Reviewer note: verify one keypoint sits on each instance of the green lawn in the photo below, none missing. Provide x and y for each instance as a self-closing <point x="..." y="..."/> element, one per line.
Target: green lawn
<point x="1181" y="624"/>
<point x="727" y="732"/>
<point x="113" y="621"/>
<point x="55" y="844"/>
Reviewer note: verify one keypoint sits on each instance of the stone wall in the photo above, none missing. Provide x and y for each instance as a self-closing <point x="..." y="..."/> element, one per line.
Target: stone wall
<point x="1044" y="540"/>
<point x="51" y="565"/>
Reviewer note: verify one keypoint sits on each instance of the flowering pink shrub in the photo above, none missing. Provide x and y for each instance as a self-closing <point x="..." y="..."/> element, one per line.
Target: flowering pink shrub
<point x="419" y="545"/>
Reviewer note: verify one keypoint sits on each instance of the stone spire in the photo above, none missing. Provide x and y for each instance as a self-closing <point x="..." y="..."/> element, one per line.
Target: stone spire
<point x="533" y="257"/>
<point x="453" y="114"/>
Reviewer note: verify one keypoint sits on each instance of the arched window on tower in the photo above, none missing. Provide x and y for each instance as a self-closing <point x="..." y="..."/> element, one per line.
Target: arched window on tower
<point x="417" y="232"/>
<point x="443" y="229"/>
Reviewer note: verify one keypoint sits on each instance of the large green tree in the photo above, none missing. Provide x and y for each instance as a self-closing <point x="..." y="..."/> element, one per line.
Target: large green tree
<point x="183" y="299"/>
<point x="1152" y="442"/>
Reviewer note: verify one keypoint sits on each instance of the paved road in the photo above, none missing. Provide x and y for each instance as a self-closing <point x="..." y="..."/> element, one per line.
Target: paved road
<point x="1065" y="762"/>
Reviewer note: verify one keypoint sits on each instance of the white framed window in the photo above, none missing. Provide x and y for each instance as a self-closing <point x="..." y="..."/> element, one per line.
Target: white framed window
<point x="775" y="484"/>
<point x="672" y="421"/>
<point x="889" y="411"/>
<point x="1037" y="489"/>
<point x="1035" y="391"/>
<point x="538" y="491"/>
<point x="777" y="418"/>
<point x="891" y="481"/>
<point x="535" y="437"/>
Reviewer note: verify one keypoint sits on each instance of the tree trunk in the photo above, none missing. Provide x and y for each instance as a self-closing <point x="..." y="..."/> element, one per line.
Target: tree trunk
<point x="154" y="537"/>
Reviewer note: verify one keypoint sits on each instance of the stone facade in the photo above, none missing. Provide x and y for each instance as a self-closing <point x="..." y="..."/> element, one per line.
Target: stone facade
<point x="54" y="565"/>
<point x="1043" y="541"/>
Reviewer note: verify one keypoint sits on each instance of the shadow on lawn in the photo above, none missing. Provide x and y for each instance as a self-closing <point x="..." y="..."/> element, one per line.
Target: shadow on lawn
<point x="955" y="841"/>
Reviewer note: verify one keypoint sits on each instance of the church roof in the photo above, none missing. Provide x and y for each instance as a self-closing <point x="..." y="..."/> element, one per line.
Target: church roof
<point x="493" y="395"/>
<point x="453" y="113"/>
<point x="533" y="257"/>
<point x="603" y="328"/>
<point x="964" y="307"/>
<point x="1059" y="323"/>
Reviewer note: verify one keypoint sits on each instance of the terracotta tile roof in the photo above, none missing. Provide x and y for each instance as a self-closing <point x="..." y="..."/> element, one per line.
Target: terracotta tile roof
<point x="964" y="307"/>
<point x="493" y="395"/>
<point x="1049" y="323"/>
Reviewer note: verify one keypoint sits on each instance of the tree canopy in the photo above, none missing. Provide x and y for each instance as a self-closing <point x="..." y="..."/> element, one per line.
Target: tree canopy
····················
- _WORK TO COMPLETE_:
Please convert all of the lines above into a JSON list of strings, one string per line, with blank lines left out.

- _FULL OUTPUT_:
[
  "Reviewer note: verify one keypoint sits on each instance of the green lawn in the photo below, none missing. Provide x and y for each instance as a self-closing <point x=\"...\" y=\"...\"/> element, one per line.",
  "Target: green lawn",
  "<point x=\"1181\" y=\"624\"/>",
  "<point x=\"727\" y=\"732\"/>",
  "<point x=\"113\" y=\"621\"/>",
  "<point x=\"55\" y=\"844\"/>",
  "Reviewer note: verify one keypoint sits on each instance of the stone wall in the photo above, none missing. Provide x and y for each instance as a self-closing <point x=\"...\" y=\"...\"/> element, one per line.",
  "Target: stone wall",
  "<point x=\"1044\" y=\"540\"/>",
  "<point x=\"51\" y=\"565\"/>",
  "Reviewer note: verify one keypoint sits on each instance of the flowering pink shrub in the photo above, none missing. Provide x and y for each instance as a self-closing <point x=\"...\" y=\"...\"/> element, one per line.",
  "Target: flowering pink shrub",
  "<point x=\"419\" y=\"545\"/>",
  "Reviewer note: verify one keypoint sits on each instance of the stone spire in the photo above, none missing. Provide x and y for each instance as a self-closing <point x=\"...\" y=\"...\"/> element, one per line.",
  "Target: stone spire",
  "<point x=\"533\" y=\"257\"/>",
  "<point x=\"453\" y=\"114\"/>",
  "Reviewer note: verify one keypoint sits on each instance of the arched window on tower in the photo above, none missing. Provide x and y for each instance as a self-closing <point x=\"...\" y=\"...\"/> element, one per line.",
  "Target: arched window on tower",
  "<point x=\"417\" y=\"232\"/>",
  "<point x=\"443\" y=\"229\"/>",
  "Reviewer note: verify one keypoint sits on each instance of the large green tree in the photo above, none missing. Provide x and y for each instance as a self-closing <point x=\"...\" y=\"...\"/> element, one per line.",
  "Target: large green tree",
  "<point x=\"183\" y=\"299\"/>",
  "<point x=\"1152\" y=\"442\"/>",
  "Reviewer note: verify one keypoint sits on each instance of the paved road in the photo above, none missing. Provide x and y for each instance as a self-closing <point x=\"...\" y=\"...\"/> element, one per line.",
  "Target: paved road",
  "<point x=\"1065\" y=\"762\"/>",
  "Reviewer note: verify one keypoint sits on each instance of the white framed window in the photo above, none missing. Provide x and y for each instance as a self-closing <point x=\"...\" y=\"...\"/> element, one per line.",
  "Target: white framed window",
  "<point x=\"775\" y=\"484\"/>",
  "<point x=\"672\" y=\"421\"/>",
  "<point x=\"889\" y=\"411\"/>",
  "<point x=\"1037\" y=\"489\"/>",
  "<point x=\"1035\" y=\"391\"/>",
  "<point x=\"538\" y=\"491\"/>",
  "<point x=\"777\" y=\"418\"/>",
  "<point x=\"891\" y=\"481\"/>",
  "<point x=\"535\" y=\"437\"/>",
  "Reviewer note: verify one keypoint sits on each instance of the tree trunk in the photo above, none missing. Provide x and y for each instance as a self-closing <point x=\"...\" y=\"...\"/> element, one per line.",
  "Target: tree trunk",
  "<point x=\"154\" y=\"537\"/>",
  "Reviewer note: verify one keypoint sits on each instance of the stone facade in the photo above, none missing. Provide x and y for each instance as a self-closing <point x=\"...\" y=\"...\"/> element, one per line.",
  "Target: stone facade",
  "<point x=\"54\" y=\"565\"/>",
  "<point x=\"1043\" y=\"541\"/>",
  "Reviewer note: verify one keypoint sits on each instance of the shadow on lawn in the photo above, none missing. Provide x and y for each instance as a self-closing <point x=\"...\" y=\"...\"/> element, one per line.",
  "Target: shadow on lawn",
  "<point x=\"955\" y=\"841\"/>",
  "Reviewer note: verify one keypoint sits on each instance of the church roof in the photo above, none missing. Provide x and y for each instance as a self-closing <point x=\"...\" y=\"...\"/> element, one per line.",
  "Target: church roof",
  "<point x=\"493\" y=\"395\"/>",
  "<point x=\"453\" y=\"113\"/>",
  "<point x=\"533\" y=\"257\"/>",
  "<point x=\"603\" y=\"328\"/>",
  "<point x=\"964\" y=\"307\"/>",
  "<point x=\"1059\" y=\"323\"/>",
  "Reviewer note: verify one keypoint sits on each instance of the terracotta tile roof in the photo above, none missing. Provide x and y for each instance as a self-closing <point x=\"...\" y=\"...\"/> element, one per line.",
  "Target: terracotta tile roof",
  "<point x=\"964\" y=\"307\"/>",
  "<point x=\"493\" y=\"395\"/>",
  "<point x=\"1049\" y=\"323\"/>",
  "Reviewer note: verify one keypoint sits on each instance of the tree canopy in the photo above, none missing. Provide x and y for each instance as a self-closing <point x=\"...\" y=\"...\"/> element, one per line.",
  "Target: tree canopy"
]